▶ _Text extract_
• • •
Mom’s Memory

Memory is a funny thing.  Everyone’s brain works in a slightly different way, I’m sure, but I think it’s safe to say that most people tend to remember things differently than they really were.  We all gloss over the ugly stuff and inflate the happy stuff from our earlier days, and create a distorted backward look at the world that’s unique to each of us.

Personally, I think I have a very good memory (which probably makes me no different than anyone else in the world), and yet I recall things from my childhood differently than my siblings or parents do.  I’m sure part of the time I’m remembering correctly and part of the time I’m dead wrong.  My guess is that we all remember things more accurately if we didn’t have an emotional stake in it when it happened.  My personal recollections of the times my brother stole money from my piggy bank are almost certainly skewed by the fact that it pissed me off at the time, while his memory of those moments is probably much more accurate since he didn’t really have any emotional baggage over the whole thing.

A good example of this happened yesterday.  We went to my mother’s house to wish her a Happy Mother’s Day and bring her a gift, and then we sat around and chatted for a while.  If you chat with my mother long enough, she will raise some uncomfortable issue.  She just likes to discuss all sorts of things going on in the world and doesn’t really care much if some of those things are a touch sensitive or inappropriate.  That’s just the way she is.  So, not content to just chat about grandchildren or her upcoming trip to California for a wedding, my mom asked, with no warning at all, if the Minnesota Senate race had finally been decided.

Now, to be clear, talking politics with my mother is always hard, because while she claims to be an independent, she also proudly declares that she’s never voted for a Democrat for president and never will.  She’s about as Republican as any Boston Catholic can be, and while she arrives at those views honestly and intelligently, she’s also somewhat strident about them, which makes things a bit touchy since she’s not prone to making any allowances at all that sometimes a Democrat is actually right or better or whatever.  Since I’m someone who voted Democrat recently, which she knows, a lot of her comments border on the “I’m right, you’re wrong” variety.

I answered her Minnesota question as best I could, telling her that a Minnesota court has decided the election in favor of Al Franken, but Norm Coleman is still protesting that ruling to the Minnesota Supreme Court.  Having known my mother for over 40 years, I knew what was coming next, and she didn’t disappoint.

“You know who’s never received enough credit for accepting questionable election results?  Richard Nixon.  He was robbed in 1960 when the Democrats rigged the results from Chicago, but he accepted them because it was the best thing for the country.”
• • •
▶ _Data entries_
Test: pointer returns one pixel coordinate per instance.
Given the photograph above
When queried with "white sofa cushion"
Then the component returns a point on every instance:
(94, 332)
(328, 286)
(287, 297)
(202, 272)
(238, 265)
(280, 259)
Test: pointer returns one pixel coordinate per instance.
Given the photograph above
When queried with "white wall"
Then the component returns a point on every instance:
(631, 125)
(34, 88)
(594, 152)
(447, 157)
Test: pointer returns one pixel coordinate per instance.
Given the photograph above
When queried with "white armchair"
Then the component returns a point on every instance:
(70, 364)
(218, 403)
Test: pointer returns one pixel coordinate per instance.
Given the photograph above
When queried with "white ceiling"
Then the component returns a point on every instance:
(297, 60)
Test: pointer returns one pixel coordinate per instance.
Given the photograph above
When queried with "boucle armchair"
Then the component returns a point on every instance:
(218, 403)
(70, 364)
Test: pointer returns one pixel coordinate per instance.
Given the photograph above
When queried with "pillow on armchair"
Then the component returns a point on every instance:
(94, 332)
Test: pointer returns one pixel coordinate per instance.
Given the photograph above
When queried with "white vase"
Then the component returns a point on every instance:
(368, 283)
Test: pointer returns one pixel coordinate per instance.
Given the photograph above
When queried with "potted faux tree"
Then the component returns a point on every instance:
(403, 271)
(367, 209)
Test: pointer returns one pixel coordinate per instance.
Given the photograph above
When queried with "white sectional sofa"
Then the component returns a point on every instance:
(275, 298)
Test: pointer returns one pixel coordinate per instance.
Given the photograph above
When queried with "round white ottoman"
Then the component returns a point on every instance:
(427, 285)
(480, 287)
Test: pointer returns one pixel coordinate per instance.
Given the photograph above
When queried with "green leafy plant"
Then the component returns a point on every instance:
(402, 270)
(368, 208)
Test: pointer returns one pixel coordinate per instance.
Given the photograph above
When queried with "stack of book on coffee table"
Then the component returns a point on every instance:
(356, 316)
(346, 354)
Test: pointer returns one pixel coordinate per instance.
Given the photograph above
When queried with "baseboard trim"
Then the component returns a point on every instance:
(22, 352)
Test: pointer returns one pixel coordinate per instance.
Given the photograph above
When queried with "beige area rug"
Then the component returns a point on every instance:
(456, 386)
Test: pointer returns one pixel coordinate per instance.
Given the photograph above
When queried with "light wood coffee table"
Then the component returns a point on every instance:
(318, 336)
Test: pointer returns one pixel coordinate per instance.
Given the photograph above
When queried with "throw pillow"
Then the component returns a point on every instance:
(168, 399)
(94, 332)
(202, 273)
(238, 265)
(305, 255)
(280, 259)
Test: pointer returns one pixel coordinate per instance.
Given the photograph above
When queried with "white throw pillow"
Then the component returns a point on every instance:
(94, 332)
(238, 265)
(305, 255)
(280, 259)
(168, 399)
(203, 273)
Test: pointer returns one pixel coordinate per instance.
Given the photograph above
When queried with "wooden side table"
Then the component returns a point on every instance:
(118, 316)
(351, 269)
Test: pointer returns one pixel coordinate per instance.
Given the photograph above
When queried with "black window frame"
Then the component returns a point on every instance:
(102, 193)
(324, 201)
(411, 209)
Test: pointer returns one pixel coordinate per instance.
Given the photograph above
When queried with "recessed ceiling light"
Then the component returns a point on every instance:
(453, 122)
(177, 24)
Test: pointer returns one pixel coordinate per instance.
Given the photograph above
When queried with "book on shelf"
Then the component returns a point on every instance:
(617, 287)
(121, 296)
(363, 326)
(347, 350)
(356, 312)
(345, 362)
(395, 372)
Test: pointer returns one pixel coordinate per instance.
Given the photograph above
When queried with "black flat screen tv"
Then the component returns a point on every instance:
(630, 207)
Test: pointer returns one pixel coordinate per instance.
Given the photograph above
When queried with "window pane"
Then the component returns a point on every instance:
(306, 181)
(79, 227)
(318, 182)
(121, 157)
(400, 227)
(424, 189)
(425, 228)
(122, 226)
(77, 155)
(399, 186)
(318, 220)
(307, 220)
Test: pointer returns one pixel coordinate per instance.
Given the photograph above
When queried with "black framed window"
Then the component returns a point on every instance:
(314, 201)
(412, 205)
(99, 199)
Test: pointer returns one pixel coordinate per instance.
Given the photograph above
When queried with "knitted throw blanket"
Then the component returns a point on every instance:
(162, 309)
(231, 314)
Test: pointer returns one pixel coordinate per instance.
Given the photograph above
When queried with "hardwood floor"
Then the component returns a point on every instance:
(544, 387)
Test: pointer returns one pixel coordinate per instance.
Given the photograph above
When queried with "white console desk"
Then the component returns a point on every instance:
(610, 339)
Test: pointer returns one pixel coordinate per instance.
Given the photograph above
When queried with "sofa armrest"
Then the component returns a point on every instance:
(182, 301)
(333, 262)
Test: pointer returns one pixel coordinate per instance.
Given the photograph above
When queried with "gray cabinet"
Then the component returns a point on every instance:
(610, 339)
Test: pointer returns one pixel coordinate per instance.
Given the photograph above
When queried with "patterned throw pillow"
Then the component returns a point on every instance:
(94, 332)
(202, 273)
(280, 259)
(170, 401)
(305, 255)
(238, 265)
• • •
▶ _Problem set_
- A) In the Mom's Memory post, which election did the mother ask about?
- B) Echo the Mom's Memory post word for word, starting with "I answered her" and going on through "she didn’t disappoint.".

▶ _Results in order_
- A) She asked whether the Minnesota Senate race had finally been decided.

- B)
I answered her Minnesota question as best I could, telling her that a Minnesota court has decided the election in favor of Al Franken, but Norm Coleman is still protesting that ruling to the Minnesota Supreme Court.  Having known my mother for over 40 years, I knew what was coming next, and she didn’t disappoint.